The Report explains—we talked earlier this afternoon about this—the pros and cons of us appointing a civil servant to be on the board. Our view is that we appoint the chairman—as the chairman has said, we can unappoint the chairman as well—and while the chairman is accountable to us, we do not think that in addition to that we need to appoint civil servants to the board.

Q68            Kwasi Kwarteng: This goes to the heart of the contradiction, if you like, in what you are trying to do. On the one hand, you have said that it was basically a political decision massively to expand the balance sheet of CDC, yet on the other, you are saying that you do not want any oversight in terms of how the new entity, with its expanded balance sheet, potentially, will run.

Sir Mark Lowcock: I am trying to say something else. What I am trying to say is that there could be a strategic case for investing in the business. That is what the business case was with the £735 million, which the NAO was convinced by. That is completely different from how you pick the businesses in which to invest once you have got a capital base. What I am saying is that the Government do not think it is a very good idea for civil servants to be taking those decisions.

Q69            Kwasi Kwarteng: But you said that the demand for more capital was coming from the Department and Ministers—you mentioned Ministers. The CDC wasn’t asking for more capital; it was a policy decision, was it not?

Sir Mark Lowcock: Yes, that is exactly right. We saw a bigger opportunity in these markets, for the reasons I have tried to run through.

### Problems and tasks:
a: Condense the paragraph of the hearing transcript beginning "Sir Mark Lowcock: I am trying to say something else" into two sentences that keep its main facts.
b: Reproduce the rows starting at the line containing "Practice step: identify the fish" and ending at the last line of the rows, swapping "photo" for "image" and leaving everything else unchanged. Leave the pictures out of your answer.

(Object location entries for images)
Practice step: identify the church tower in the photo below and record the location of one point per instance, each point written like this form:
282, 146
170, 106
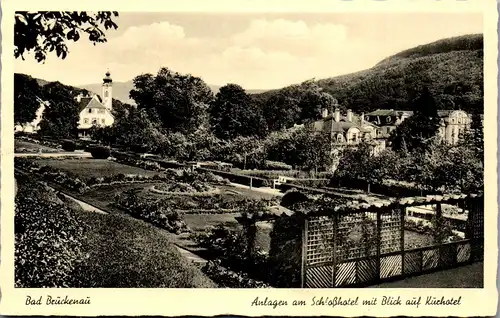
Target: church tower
107, 91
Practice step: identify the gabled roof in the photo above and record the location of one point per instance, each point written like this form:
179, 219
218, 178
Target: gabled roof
389, 112
90, 102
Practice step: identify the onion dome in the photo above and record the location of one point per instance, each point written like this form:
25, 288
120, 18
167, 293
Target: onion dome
107, 79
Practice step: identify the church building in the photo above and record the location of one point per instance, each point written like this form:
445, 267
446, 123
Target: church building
96, 110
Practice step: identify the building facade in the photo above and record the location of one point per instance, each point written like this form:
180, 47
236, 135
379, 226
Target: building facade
453, 122
95, 110
348, 130
33, 126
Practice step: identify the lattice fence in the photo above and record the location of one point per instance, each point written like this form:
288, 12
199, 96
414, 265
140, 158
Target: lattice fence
362, 248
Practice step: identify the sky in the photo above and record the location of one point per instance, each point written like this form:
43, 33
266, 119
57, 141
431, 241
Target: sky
256, 51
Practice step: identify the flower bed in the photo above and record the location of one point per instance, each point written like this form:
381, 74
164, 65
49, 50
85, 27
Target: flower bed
78, 184
48, 239
179, 188
154, 212
217, 203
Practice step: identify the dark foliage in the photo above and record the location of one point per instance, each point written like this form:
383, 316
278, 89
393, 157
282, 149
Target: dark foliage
451, 68
178, 101
42, 32
26, 98
68, 145
48, 239
234, 113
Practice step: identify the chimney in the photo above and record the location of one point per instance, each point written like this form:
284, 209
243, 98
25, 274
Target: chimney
324, 113
349, 115
337, 115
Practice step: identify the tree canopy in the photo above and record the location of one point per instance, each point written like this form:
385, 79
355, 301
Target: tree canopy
26, 98
180, 102
418, 131
234, 113
43, 32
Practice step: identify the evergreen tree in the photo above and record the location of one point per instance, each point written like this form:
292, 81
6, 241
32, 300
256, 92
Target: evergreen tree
418, 131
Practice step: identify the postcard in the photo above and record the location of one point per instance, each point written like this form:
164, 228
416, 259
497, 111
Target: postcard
299, 158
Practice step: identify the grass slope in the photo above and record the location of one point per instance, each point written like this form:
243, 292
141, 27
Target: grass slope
128, 253
451, 68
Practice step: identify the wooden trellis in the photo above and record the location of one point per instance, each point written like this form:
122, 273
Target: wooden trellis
366, 246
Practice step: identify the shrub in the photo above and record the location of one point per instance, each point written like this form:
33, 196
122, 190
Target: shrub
155, 212
276, 165
69, 145
227, 278
48, 239
100, 152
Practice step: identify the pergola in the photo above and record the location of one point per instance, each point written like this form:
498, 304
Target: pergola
360, 244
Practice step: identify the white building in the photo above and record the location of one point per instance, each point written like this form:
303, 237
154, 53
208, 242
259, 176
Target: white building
95, 110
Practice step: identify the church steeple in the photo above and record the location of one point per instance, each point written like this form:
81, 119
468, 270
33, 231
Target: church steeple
107, 91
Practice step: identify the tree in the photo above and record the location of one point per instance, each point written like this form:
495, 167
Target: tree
302, 149
314, 100
180, 102
27, 93
418, 131
474, 136
44, 32
60, 118
281, 111
233, 113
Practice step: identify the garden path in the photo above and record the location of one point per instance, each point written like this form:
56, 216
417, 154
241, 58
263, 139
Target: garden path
55, 154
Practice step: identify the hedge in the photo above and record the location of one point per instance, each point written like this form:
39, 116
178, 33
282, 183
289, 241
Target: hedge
241, 179
48, 239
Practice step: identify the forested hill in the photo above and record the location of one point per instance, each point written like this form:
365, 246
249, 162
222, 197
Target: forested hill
451, 68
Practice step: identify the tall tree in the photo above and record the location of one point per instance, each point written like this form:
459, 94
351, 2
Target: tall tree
60, 118
233, 113
42, 32
179, 101
314, 100
26, 95
418, 131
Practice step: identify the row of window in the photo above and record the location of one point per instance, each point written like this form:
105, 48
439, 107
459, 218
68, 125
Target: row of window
95, 121
100, 111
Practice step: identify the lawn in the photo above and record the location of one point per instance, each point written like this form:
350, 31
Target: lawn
88, 167
128, 253
32, 147
415, 239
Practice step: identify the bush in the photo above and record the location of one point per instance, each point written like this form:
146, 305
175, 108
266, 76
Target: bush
100, 152
48, 240
276, 165
227, 278
69, 145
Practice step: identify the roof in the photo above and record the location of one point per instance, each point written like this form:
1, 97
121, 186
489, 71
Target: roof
343, 125
389, 112
90, 102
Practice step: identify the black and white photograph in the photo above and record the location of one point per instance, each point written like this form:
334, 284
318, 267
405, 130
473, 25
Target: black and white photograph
249, 150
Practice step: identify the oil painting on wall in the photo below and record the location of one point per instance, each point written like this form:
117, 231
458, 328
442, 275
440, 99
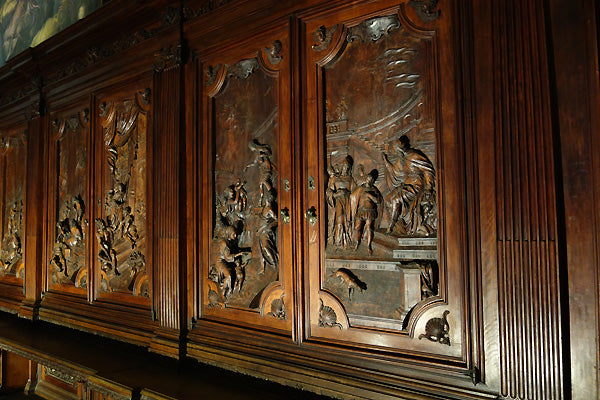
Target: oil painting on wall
27, 23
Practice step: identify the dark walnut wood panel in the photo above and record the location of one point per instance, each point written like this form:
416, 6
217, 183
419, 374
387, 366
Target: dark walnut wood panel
382, 185
528, 271
13, 168
246, 274
69, 194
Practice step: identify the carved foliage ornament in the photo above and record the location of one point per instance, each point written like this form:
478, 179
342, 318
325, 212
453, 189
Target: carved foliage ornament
373, 29
119, 233
425, 9
437, 330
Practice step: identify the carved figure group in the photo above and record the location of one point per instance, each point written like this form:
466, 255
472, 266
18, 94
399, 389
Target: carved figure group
69, 233
11, 244
231, 263
412, 195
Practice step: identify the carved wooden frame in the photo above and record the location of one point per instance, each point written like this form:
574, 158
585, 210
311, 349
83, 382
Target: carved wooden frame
453, 260
272, 53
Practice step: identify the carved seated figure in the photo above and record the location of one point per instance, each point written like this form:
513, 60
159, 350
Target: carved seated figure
412, 195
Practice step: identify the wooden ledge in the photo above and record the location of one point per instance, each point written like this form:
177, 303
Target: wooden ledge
127, 371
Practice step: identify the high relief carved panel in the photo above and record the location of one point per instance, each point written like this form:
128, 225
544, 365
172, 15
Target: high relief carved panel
245, 277
120, 231
381, 194
244, 248
13, 156
69, 201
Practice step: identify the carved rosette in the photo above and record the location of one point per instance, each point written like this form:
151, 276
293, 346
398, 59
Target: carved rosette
13, 154
381, 185
121, 232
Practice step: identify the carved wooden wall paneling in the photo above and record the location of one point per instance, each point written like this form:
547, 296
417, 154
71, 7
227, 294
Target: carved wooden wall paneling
13, 168
246, 274
120, 224
167, 202
365, 192
528, 282
69, 194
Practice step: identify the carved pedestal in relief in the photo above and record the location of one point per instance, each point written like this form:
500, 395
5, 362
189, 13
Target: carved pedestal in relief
13, 156
244, 260
381, 251
121, 233
69, 201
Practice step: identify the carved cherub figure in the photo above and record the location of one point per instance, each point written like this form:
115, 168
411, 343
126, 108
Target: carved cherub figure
339, 188
350, 280
410, 178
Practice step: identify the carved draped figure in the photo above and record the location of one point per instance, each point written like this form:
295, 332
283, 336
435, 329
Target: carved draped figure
409, 179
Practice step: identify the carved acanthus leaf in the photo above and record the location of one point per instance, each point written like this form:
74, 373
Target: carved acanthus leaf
437, 330
323, 37
274, 52
373, 29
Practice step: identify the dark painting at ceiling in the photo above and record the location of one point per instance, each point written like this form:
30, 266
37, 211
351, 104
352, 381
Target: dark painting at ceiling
27, 23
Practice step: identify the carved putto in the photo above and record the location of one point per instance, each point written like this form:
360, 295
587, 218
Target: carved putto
380, 186
70, 237
327, 317
244, 253
120, 232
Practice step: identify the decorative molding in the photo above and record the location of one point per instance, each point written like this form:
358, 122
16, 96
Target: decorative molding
328, 317
60, 375
274, 52
244, 68
168, 57
323, 37
437, 330
373, 29
425, 9
211, 73
208, 6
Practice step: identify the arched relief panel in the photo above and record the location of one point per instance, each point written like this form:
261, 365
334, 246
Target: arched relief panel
68, 201
120, 268
13, 167
384, 214
246, 272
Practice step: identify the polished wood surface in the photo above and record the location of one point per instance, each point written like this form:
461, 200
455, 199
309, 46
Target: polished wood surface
369, 199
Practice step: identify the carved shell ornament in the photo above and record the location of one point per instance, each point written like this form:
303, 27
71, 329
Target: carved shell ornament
327, 317
437, 330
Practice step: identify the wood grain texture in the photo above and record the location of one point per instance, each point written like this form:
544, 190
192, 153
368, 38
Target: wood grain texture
528, 282
574, 37
167, 229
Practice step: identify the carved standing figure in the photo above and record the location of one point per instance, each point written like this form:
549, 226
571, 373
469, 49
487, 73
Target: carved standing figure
338, 191
364, 203
410, 178
229, 259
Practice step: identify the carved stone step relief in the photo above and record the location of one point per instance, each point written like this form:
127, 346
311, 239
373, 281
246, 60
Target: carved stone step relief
381, 190
69, 202
244, 249
13, 155
121, 229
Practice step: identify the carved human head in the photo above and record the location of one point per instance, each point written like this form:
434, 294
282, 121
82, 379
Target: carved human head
346, 166
404, 142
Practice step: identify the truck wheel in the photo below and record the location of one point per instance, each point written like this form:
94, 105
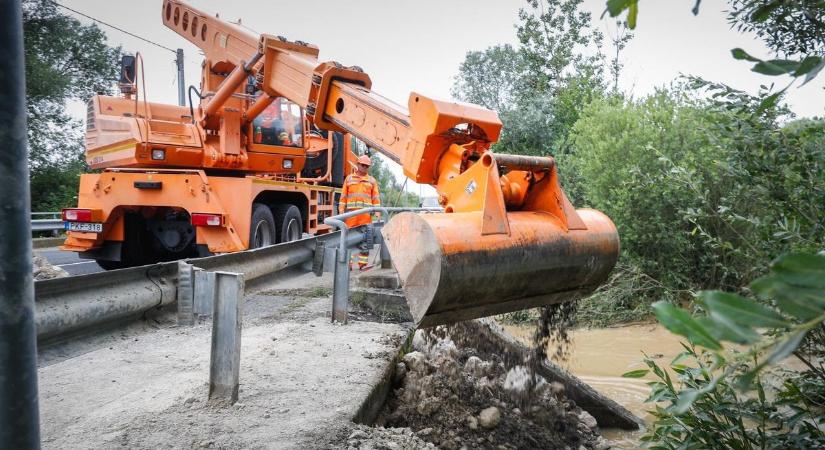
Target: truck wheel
262, 227
288, 223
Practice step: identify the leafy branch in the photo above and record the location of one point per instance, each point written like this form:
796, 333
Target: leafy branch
793, 304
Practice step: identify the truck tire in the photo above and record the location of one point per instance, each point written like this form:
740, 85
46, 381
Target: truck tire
289, 226
262, 231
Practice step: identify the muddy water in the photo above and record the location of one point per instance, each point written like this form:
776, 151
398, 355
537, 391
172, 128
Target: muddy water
600, 356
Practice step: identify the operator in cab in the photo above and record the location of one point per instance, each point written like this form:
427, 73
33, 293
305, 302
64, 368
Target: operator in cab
360, 190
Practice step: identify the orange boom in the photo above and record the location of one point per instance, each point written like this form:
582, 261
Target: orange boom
508, 238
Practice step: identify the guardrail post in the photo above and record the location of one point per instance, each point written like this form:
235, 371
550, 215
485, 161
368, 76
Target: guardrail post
225, 360
19, 417
204, 295
340, 288
386, 261
186, 293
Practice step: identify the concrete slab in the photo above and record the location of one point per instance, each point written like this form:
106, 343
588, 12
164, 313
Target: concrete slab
302, 380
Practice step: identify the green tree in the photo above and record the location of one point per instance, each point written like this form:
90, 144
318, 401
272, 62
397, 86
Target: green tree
65, 61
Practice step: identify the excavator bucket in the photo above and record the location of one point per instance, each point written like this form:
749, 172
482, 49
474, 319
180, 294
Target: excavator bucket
451, 271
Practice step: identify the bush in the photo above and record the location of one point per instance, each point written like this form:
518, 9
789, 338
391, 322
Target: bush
724, 399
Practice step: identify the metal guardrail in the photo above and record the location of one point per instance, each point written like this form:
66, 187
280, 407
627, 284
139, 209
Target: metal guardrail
65, 306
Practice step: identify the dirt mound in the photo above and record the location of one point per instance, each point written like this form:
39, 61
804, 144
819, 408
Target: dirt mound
380, 438
460, 398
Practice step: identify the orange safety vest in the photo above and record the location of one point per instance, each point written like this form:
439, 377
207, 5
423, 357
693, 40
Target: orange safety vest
358, 192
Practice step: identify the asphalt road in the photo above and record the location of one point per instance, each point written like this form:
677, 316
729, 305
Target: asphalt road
69, 261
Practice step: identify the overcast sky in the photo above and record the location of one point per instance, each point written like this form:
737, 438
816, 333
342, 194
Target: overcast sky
418, 45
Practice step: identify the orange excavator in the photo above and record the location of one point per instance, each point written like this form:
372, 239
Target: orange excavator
229, 175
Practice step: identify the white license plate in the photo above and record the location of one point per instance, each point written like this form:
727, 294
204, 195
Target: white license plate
84, 226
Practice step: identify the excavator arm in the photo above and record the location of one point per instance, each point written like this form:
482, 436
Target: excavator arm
508, 239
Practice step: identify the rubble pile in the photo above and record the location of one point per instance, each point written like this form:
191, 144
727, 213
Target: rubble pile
459, 398
42, 270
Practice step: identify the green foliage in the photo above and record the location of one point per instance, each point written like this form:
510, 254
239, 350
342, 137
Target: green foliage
392, 192
767, 416
715, 406
793, 28
626, 296
701, 191
65, 60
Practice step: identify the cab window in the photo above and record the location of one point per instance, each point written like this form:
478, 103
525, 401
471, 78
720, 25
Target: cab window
281, 123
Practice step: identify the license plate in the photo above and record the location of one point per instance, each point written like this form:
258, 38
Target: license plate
83, 226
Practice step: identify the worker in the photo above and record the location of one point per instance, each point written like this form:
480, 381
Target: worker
360, 191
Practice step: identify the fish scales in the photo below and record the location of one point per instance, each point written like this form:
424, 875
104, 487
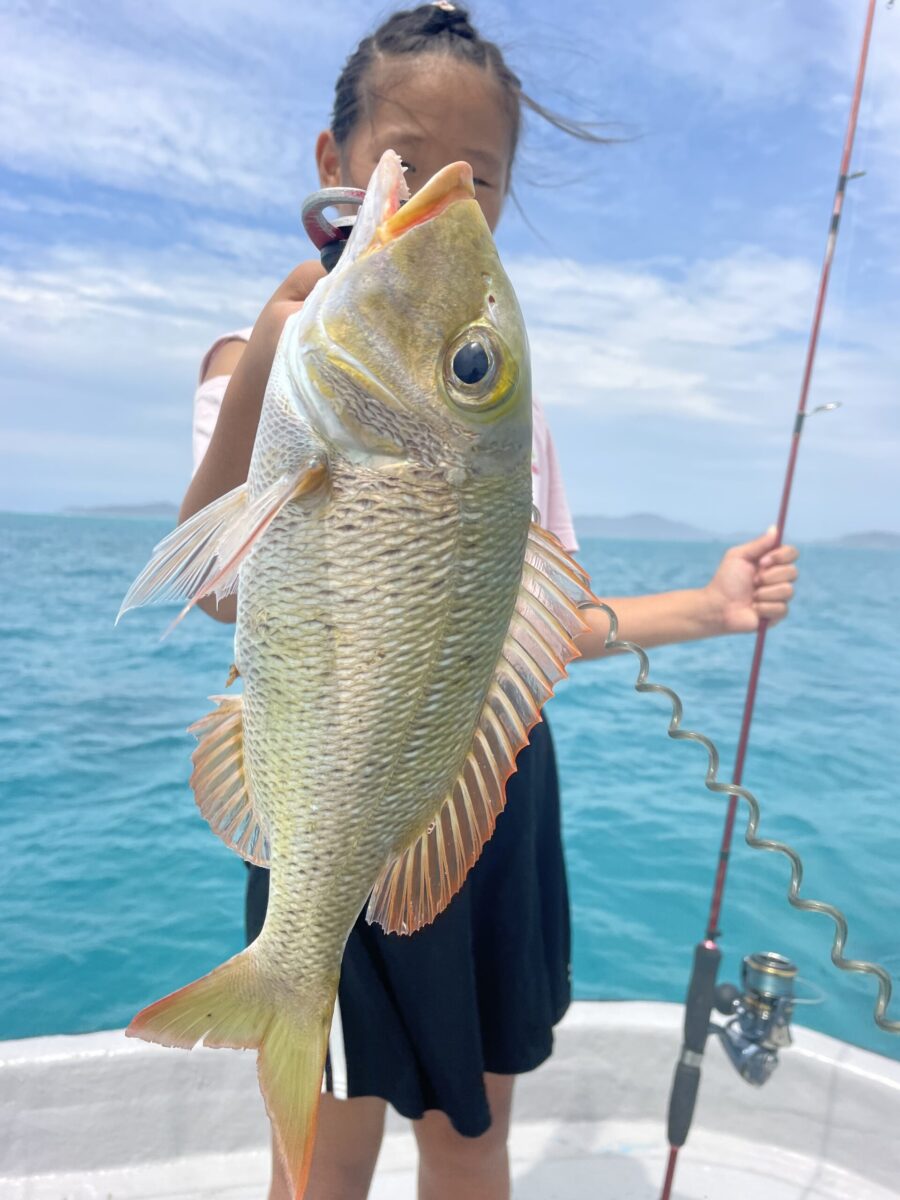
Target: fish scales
393, 648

### Answer list:
a: Sir Mark Lowcock says there could be a strategic case for investing in the business, which was the case made for the £735 million and which convinced the NAO. Choosing which businesses to invest in once a capital base exists is a separate matter, and the Government do not consider it a good idea for civil servants to take those decisions.

b:
Practice step: identify the fish scales in the image below and record the location of one point per instance, each point written like this form:
424, 875
104, 487
Target: fish scales
393, 648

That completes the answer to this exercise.